▸ EXERCISE:
Print the entire listing below word for word, excluding its pictures.

### DATA PROVIDED ###

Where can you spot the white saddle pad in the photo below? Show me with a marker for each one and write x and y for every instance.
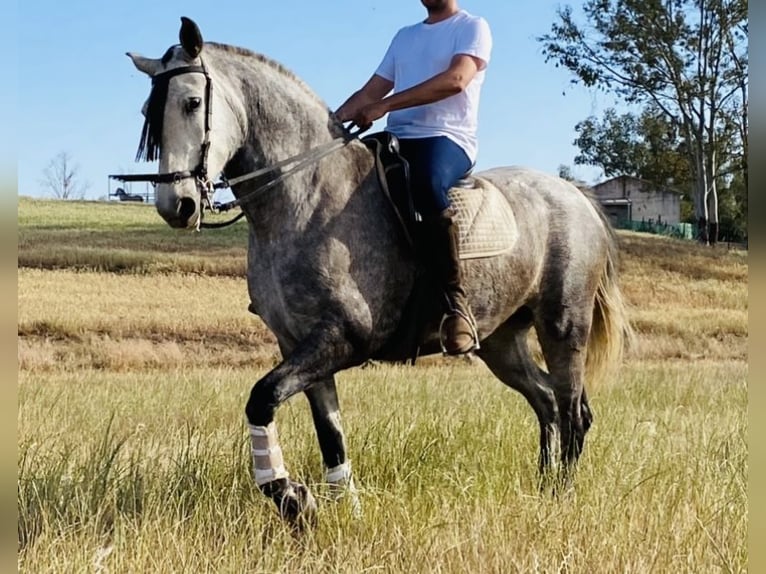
(486, 221)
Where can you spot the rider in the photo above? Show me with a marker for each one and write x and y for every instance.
(436, 69)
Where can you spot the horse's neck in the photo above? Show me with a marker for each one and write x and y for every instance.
(284, 121)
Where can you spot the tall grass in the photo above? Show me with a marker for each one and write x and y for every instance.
(136, 357)
(151, 473)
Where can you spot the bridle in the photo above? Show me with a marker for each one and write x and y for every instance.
(205, 185)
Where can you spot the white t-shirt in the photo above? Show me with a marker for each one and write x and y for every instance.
(420, 52)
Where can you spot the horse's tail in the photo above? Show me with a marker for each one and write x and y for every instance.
(611, 334)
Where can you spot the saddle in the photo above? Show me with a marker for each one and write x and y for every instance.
(484, 217)
(485, 220)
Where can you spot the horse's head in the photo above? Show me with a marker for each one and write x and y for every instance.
(180, 129)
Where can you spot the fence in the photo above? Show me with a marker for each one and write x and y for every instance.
(680, 230)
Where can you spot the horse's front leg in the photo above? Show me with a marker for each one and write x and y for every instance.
(311, 363)
(323, 399)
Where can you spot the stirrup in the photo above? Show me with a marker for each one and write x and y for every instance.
(471, 323)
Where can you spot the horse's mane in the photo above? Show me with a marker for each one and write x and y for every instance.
(281, 69)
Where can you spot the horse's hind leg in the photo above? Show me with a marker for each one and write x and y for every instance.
(323, 399)
(563, 333)
(506, 353)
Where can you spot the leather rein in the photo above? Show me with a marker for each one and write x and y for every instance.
(206, 186)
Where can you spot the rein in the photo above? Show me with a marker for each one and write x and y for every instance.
(205, 186)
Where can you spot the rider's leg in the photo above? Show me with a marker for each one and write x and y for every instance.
(435, 166)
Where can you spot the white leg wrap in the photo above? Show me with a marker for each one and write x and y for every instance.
(340, 474)
(341, 485)
(268, 464)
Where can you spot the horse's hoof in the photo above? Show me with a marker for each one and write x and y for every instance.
(297, 506)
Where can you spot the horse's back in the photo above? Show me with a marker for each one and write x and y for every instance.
(561, 243)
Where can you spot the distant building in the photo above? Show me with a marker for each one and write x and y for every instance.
(629, 199)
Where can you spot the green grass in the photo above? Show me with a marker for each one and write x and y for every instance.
(122, 237)
(133, 455)
(156, 468)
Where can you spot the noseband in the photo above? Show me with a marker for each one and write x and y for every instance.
(205, 186)
(200, 171)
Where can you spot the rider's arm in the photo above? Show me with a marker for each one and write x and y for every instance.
(374, 90)
(452, 81)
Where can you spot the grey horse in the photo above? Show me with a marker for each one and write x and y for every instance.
(331, 274)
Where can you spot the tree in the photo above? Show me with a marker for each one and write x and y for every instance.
(62, 179)
(687, 58)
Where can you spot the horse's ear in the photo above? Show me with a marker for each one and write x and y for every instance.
(146, 65)
(190, 36)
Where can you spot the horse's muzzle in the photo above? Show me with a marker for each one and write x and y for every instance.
(181, 213)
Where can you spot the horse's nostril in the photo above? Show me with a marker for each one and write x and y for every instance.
(187, 208)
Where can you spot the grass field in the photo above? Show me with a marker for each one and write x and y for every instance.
(136, 355)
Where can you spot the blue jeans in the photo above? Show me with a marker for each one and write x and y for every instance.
(436, 164)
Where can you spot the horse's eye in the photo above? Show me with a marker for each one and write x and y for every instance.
(193, 104)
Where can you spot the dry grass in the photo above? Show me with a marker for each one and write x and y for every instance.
(154, 468)
(133, 455)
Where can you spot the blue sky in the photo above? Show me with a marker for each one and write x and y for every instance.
(77, 92)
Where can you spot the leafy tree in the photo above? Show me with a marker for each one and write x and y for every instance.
(685, 58)
(62, 179)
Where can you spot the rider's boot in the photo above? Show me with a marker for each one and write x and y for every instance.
(457, 332)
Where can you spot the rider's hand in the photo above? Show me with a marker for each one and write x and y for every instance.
(368, 114)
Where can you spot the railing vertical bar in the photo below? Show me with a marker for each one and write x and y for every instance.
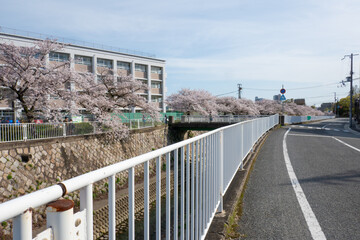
(146, 202)
(182, 200)
(211, 194)
(131, 181)
(192, 191)
(22, 226)
(112, 197)
(86, 202)
(176, 193)
(202, 186)
(221, 169)
(188, 192)
(207, 178)
(158, 198)
(212, 173)
(168, 196)
(242, 146)
(197, 159)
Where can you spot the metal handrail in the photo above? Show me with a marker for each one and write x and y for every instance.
(217, 156)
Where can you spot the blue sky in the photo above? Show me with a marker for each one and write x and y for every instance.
(214, 45)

###

▸ SOLUTION BELOW:
Where can you spot the white saddle pad in the photo below? Show me with a marker for each one and write x and y for every instance.
(486, 221)
Where can you spot the rider in the photo above? Show me with a marker for each one and write x and y for every instance.
(436, 69)
Where can you spot the horse's neck in the photo above? Show me with a marker for each one and write x and y for every instance.
(284, 121)
Where can you spot the tall grass in the photo above? Show me with a marker for each one and write x and y for every instance.
(136, 357)
(151, 473)
Where can you spot the bridle in the photo above? Show me with a marker for each one and write x and y for every instance.
(205, 185)
Where can you spot the white t-shirt in the photo above? Show me with a marker for each one and write x and y for every instance.
(420, 52)
Where can you spot the horse's tail in the photo above? Show me with a marker for each one and write x and y for every instance.
(611, 334)
Where can you spot the saddle in the photo above? Show me with a marker for each one and write x and y for every instance.
(484, 217)
(485, 220)
Where can you spot the horse's head in the photo above? Show me with a marker for each one and write x and y for every instance.
(180, 129)
Where can you spot the fence in the photo above? Show me with a marker for each one and write x and y for every instance.
(680, 230)
Where can you spot the horse's front leg in the photo above? Show me with a marker for each one and write x and y for every instance.
(311, 363)
(323, 399)
Where can you spot the stirrup in the photo above? Show me with a marker for each one and write x and y for every instance.
(471, 323)
Where can you spot the horse's mane in the photo above? Show me with a marker for each one and write x and y for every instance.
(281, 69)
Where can you spot the horse's hind leg in the photo above? Show me with a marker for each one and write x and y for every instance.
(323, 399)
(563, 333)
(506, 353)
Where can you spot the leather rein in the photo above? Show me with a marker for each one and write x and y for every instance.
(206, 186)
Where can you spot the rein in the photo above? Show me with a marker for each one and write x and y for every instance.
(205, 186)
Where can you spot the rider's leg in the photo above? Show me with a marker for each one and write x and y for every instance.
(435, 166)
Where can you spot the white leg wrap in the photo above? Show me with a marker for each one and write x and y for every instance.
(340, 474)
(341, 485)
(268, 464)
Where can you spot the horse's hoof in the photo above? Show me with a marker for each one and write x and y for every instance.
(297, 506)
Where can you spot the horse's back in the photo above? Show me with a marker for each one and write x and y for every instance.
(561, 243)
Where can you spot the distant building in the photo above? Show me with a marker for each one and write x and y for every instance.
(629, 199)
Where can you spot the green grass in the photo above? Show me with a marker for each one and write x and y for every instance.
(122, 237)
(133, 455)
(156, 468)
Where can you spot the noseband in the photo above? Show me with a marker for each one and write x and y for every instance.
(205, 186)
(200, 171)
Where can you spot the rider's arm in the photo above? Show me with a marker for each one and write x and y for every instance.
(374, 90)
(452, 81)
Where can you spot the grey horse in the photo above? Show me with a marker for each one and write x and y for every instance.
(331, 274)
Where can you spot the tree in the photo above? Show me with a marker for each one and write x and y for every instance.
(62, 179)
(687, 58)
Where can you spot the horse's ear in the photo above? Show me with a marker for each one and write x and y for every instance.
(146, 65)
(190, 36)
Where can you spot the horse's muzzle in the photo above? Show me with a marker for each one and write x and y for every instance.
(181, 213)
Where can you spot the horse's nostril in the photo above? Show me with a marker for each one and write x and y for every instance.
(187, 208)
Where can you spot the grass field in the photo above? Show me with a marker for each one and write x and y for every instance.
(136, 355)
Where can you spot the blue jeans in the photo above? Show me with a marker for each one and write x and y for every instance.
(436, 164)
Where can you spot the horse's eye in the photo above? Show me with a marker for each one and write x and y for every instance.
(193, 104)
Where can you spot the dry grass in the photo above? Show me with a marker for each one and write x and y for every instance.
(154, 468)
(133, 455)
Where can you spot the blue sky in the photo above? Show me with a marker for each one and write x and y for every instance.
(77, 92)
Where can you spot the leafy tree in the photo above? Show me with a marker for each one and write x and y for every instance.
(685, 58)
(62, 179)
Where can you spot the rider's boot in the photo above? Show me with a marker for each one and write x and y for every instance.
(457, 332)
Where can you spot the rider's hand in the photo above? Show me with a marker for each one and write x and y for every instance.
(368, 114)
Where can you spot the railing vertical bar in the photo below? Show me with a marker for each one and write x and y for every instance.
(146, 202)
(182, 200)
(211, 194)
(131, 181)
(192, 191)
(22, 226)
(112, 197)
(86, 202)
(176, 193)
(202, 186)
(221, 169)
(188, 192)
(207, 178)
(158, 198)
(212, 173)
(168, 196)
(242, 146)
(197, 159)
Where can you spot the metal handrail in the photo above? Show me with a marker for each one and write x and y for every instance.
(217, 156)
Where can you spot the blue sky in the photo above? Show me with a marker for each one and write x and y for every instance.
(214, 45)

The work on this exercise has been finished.